==== Data to use
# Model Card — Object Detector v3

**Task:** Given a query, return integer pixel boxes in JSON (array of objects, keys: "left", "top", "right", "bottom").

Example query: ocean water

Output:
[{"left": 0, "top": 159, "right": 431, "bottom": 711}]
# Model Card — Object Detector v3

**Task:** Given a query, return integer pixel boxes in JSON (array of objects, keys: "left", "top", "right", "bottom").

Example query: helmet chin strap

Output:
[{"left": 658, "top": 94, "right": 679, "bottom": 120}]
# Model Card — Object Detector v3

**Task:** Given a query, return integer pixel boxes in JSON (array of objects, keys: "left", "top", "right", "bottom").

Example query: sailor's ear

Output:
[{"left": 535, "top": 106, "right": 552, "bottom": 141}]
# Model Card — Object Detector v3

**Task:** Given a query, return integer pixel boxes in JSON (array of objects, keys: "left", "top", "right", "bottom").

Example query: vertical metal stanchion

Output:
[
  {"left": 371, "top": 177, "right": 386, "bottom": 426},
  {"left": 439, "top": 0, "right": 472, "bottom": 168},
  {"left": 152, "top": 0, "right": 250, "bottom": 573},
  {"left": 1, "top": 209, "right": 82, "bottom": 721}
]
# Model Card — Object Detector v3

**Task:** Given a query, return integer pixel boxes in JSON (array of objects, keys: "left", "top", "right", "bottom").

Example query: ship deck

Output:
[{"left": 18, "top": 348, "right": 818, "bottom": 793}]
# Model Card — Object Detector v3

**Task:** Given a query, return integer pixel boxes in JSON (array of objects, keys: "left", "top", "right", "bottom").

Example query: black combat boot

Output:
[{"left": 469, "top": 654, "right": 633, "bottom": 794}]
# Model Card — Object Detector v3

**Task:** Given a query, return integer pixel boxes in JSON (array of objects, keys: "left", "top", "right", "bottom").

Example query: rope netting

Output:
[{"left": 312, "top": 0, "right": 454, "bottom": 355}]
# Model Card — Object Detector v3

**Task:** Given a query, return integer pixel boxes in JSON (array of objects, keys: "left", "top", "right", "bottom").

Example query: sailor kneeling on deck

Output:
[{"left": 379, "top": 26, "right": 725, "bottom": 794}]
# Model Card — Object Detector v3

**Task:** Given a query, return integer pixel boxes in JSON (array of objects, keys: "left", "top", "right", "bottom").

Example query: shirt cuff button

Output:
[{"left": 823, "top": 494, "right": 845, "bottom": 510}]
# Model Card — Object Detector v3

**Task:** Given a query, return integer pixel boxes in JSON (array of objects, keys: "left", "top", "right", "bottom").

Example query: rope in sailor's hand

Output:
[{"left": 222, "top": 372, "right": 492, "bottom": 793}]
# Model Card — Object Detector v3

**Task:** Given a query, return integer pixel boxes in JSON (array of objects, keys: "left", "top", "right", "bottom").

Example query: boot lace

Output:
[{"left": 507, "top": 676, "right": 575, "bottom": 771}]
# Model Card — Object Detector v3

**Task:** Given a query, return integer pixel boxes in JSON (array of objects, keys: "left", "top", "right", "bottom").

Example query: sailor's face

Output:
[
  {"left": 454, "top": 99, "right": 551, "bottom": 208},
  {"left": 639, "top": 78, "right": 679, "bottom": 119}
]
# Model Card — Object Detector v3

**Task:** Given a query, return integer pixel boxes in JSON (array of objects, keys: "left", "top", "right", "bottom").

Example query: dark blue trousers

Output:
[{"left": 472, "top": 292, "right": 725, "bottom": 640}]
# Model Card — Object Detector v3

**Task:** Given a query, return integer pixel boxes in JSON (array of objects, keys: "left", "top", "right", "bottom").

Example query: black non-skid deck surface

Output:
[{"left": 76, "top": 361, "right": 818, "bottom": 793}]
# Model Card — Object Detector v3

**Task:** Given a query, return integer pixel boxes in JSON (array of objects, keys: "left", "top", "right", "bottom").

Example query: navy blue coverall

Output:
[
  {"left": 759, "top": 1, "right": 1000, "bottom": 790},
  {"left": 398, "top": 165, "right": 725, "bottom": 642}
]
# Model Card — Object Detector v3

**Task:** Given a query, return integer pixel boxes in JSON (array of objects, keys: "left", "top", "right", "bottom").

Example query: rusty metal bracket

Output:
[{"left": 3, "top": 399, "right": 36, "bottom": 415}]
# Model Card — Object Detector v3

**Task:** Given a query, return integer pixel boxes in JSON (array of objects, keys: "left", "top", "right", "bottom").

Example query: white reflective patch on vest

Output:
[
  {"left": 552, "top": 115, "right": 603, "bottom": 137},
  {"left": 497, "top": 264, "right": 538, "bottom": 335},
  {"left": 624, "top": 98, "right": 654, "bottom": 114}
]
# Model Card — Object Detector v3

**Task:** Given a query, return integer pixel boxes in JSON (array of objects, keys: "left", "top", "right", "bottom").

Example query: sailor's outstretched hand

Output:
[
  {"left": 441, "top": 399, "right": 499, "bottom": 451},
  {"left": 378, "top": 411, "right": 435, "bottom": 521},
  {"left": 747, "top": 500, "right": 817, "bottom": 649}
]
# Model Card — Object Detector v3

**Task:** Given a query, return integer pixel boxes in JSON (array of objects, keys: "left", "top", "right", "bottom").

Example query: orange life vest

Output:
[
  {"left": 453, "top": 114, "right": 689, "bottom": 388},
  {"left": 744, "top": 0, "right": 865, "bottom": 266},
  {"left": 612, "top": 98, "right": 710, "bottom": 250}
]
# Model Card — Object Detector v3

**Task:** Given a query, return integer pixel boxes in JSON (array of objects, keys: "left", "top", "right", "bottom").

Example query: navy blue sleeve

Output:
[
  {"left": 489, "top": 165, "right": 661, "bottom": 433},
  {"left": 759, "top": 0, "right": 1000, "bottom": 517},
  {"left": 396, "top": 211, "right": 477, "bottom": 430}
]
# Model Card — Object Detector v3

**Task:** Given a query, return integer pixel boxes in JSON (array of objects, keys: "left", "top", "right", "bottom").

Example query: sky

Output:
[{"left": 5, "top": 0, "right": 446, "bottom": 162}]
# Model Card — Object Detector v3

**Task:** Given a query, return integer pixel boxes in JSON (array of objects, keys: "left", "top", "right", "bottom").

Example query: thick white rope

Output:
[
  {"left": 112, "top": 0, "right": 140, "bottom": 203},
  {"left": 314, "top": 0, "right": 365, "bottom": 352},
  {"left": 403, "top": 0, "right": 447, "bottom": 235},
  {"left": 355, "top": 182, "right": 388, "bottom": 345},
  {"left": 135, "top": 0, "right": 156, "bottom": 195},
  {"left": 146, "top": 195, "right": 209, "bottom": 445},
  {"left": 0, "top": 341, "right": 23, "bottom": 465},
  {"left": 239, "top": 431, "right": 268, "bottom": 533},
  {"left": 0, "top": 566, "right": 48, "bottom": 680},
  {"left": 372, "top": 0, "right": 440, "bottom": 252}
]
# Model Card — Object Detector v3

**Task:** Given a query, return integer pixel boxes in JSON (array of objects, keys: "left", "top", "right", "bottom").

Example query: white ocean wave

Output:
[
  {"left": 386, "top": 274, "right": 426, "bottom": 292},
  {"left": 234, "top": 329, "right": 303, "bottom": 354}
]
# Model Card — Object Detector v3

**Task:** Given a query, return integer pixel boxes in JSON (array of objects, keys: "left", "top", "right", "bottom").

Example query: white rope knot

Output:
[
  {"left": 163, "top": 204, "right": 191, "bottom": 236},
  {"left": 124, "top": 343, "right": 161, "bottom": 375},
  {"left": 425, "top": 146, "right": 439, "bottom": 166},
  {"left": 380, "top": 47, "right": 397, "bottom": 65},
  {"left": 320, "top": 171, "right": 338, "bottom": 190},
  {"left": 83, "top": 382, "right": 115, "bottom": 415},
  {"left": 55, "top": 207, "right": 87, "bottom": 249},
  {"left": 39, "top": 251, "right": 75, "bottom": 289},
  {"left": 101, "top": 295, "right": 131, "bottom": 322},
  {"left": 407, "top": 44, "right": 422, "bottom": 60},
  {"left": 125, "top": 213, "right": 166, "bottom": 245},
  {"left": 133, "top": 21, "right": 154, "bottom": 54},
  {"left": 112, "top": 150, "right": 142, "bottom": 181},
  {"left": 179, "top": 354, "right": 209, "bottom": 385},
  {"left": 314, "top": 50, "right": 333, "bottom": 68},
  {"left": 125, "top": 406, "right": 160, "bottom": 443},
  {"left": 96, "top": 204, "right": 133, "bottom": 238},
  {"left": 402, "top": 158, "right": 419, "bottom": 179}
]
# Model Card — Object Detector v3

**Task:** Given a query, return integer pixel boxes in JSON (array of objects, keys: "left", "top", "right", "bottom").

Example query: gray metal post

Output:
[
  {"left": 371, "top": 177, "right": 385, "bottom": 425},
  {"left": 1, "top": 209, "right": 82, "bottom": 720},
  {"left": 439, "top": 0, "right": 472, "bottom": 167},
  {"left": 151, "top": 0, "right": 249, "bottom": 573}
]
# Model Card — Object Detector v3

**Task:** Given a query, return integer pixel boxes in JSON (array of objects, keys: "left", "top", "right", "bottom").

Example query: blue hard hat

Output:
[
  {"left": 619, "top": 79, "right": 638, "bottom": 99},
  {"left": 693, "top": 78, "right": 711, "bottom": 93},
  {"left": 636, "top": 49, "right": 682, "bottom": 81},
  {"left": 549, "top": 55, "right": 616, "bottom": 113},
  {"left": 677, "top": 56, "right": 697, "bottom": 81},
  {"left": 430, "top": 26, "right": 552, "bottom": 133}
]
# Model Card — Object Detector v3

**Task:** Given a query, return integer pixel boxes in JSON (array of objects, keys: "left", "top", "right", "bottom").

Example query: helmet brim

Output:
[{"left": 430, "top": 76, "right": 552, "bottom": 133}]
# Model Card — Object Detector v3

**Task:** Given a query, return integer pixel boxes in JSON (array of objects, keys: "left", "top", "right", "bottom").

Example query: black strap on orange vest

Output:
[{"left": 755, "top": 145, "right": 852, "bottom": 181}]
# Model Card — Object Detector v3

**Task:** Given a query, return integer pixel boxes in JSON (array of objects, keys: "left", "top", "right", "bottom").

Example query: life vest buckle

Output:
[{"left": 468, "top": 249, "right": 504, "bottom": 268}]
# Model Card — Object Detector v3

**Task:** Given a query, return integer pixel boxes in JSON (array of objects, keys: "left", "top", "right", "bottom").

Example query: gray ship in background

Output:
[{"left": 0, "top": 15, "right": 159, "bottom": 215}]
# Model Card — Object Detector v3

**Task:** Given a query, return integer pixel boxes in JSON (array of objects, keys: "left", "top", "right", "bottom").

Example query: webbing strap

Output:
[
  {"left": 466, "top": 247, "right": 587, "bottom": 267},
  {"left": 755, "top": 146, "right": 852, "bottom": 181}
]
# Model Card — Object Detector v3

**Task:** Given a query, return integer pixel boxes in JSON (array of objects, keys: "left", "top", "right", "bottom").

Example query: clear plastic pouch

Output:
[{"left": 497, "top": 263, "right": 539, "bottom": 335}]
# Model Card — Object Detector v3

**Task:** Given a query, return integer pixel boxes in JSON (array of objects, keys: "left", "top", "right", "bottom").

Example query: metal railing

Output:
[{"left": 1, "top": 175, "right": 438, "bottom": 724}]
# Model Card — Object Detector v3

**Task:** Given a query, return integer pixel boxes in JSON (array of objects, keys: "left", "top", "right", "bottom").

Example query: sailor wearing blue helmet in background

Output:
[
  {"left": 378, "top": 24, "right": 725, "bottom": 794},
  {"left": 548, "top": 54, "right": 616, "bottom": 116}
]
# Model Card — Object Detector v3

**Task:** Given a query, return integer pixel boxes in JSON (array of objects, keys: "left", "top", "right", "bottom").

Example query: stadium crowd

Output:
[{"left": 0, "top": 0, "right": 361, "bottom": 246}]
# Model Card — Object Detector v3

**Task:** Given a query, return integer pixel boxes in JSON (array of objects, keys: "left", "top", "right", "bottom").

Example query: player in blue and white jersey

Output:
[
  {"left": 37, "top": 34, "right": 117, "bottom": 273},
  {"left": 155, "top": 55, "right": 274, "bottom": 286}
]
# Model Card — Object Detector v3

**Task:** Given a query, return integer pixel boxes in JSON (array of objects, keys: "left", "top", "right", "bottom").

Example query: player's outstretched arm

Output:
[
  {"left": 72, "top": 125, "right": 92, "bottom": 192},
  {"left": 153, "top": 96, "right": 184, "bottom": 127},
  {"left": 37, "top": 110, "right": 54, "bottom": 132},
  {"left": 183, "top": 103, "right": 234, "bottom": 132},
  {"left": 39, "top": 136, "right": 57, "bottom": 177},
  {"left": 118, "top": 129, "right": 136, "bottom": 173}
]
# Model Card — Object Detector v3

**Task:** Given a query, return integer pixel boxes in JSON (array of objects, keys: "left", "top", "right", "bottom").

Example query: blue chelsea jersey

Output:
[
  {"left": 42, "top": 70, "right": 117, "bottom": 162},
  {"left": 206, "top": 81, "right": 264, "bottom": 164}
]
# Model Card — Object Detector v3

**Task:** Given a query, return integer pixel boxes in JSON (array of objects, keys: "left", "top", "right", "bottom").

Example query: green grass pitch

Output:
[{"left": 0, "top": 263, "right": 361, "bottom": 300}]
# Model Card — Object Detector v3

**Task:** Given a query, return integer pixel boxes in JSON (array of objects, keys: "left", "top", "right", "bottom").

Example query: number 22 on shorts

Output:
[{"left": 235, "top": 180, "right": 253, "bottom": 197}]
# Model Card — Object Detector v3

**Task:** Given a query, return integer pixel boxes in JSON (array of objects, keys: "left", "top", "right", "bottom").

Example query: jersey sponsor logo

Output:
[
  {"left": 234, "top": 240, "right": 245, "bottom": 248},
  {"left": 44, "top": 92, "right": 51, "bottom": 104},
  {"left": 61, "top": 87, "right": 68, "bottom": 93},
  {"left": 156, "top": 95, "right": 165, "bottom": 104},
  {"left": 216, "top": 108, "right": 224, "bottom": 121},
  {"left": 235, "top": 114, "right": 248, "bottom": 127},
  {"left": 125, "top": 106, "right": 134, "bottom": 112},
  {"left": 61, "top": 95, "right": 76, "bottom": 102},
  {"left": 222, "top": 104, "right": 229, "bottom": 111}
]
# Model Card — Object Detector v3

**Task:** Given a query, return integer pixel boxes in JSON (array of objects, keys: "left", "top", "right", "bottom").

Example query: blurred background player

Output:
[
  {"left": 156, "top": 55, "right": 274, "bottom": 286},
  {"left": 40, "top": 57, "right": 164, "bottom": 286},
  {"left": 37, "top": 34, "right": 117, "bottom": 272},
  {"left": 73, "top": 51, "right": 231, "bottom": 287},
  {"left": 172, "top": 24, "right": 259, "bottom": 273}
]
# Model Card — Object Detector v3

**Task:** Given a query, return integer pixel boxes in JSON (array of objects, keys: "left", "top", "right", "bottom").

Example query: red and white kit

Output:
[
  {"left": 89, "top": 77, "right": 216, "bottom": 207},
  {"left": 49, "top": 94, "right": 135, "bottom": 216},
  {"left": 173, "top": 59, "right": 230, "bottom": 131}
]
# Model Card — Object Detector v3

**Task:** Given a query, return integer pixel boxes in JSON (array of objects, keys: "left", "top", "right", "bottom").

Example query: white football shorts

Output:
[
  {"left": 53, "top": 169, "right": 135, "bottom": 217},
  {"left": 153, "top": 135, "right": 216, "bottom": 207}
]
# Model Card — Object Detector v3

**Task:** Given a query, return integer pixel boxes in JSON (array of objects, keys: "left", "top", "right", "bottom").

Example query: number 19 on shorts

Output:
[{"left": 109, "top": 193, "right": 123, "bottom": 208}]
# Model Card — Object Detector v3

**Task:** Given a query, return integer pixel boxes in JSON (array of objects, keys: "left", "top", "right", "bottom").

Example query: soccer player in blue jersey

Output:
========
> **Brief**
Once you have checked every line of the material above, return the ones that hold the string "blue".

> **Response**
Example query: dark blue trousers
Example query: navy blue coverall
Example query: navy blue sleeve
Example query: blue hard hat
Example query: sailor wearing blue helmet in background
Example query: player in blue and white jersey
Example query: blue chelsea jersey
Example query: soccer player in blue jersey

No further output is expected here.